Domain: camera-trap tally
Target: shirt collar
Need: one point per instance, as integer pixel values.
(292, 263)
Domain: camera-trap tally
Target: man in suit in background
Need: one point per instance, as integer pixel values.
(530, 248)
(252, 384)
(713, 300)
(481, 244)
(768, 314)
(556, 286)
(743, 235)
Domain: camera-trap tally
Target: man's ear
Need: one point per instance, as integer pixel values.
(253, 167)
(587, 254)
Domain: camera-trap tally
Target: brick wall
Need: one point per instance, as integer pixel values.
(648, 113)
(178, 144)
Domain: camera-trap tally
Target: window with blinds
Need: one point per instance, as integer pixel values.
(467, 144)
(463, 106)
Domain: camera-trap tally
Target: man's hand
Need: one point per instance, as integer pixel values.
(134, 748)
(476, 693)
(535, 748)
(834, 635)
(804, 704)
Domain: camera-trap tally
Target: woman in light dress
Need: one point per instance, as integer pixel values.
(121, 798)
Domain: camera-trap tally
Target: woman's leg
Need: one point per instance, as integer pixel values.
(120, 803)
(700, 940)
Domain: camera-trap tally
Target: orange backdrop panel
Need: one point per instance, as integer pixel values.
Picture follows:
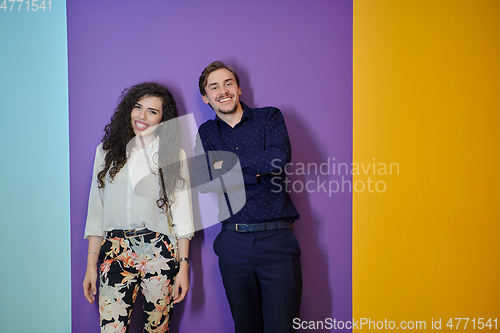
(426, 99)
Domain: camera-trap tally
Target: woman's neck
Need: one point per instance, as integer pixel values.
(142, 142)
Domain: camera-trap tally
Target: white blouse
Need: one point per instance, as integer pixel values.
(129, 201)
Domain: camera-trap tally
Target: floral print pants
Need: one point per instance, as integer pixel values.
(128, 264)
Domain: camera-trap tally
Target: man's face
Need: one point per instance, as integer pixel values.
(222, 92)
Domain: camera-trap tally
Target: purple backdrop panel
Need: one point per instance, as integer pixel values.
(296, 55)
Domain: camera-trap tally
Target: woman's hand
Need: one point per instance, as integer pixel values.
(181, 285)
(89, 288)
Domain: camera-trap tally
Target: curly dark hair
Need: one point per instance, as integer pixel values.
(119, 132)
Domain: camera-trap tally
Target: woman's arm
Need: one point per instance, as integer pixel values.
(89, 287)
(181, 285)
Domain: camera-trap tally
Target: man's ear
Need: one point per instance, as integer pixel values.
(204, 98)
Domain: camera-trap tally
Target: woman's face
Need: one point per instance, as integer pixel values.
(145, 115)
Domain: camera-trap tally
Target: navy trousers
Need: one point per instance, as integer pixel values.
(262, 277)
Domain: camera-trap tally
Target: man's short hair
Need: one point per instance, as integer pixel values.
(202, 81)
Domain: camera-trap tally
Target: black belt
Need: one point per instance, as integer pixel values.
(129, 233)
(254, 227)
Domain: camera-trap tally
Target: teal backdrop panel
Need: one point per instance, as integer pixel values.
(35, 279)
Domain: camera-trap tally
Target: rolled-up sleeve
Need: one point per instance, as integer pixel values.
(93, 226)
(182, 211)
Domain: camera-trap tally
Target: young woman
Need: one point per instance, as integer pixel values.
(139, 219)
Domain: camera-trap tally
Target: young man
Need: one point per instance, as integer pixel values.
(259, 256)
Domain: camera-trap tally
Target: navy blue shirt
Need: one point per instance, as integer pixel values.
(260, 142)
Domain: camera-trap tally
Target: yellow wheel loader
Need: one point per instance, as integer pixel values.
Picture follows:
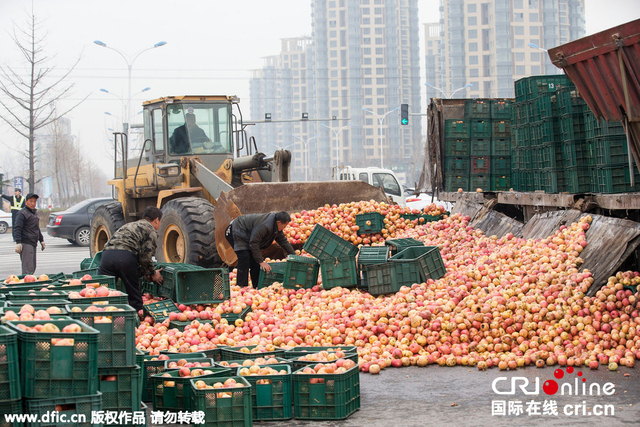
(197, 165)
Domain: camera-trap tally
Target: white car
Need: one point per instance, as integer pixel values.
(5, 222)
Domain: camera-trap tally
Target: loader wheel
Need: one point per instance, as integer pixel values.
(106, 220)
(187, 233)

-=-=-=-=-

__PROBLEM__. Using the listing, copy every line where the word "hand" shows up.

__COMPLETED EXERCISE__.
Target: man's hand
Target: woman's hand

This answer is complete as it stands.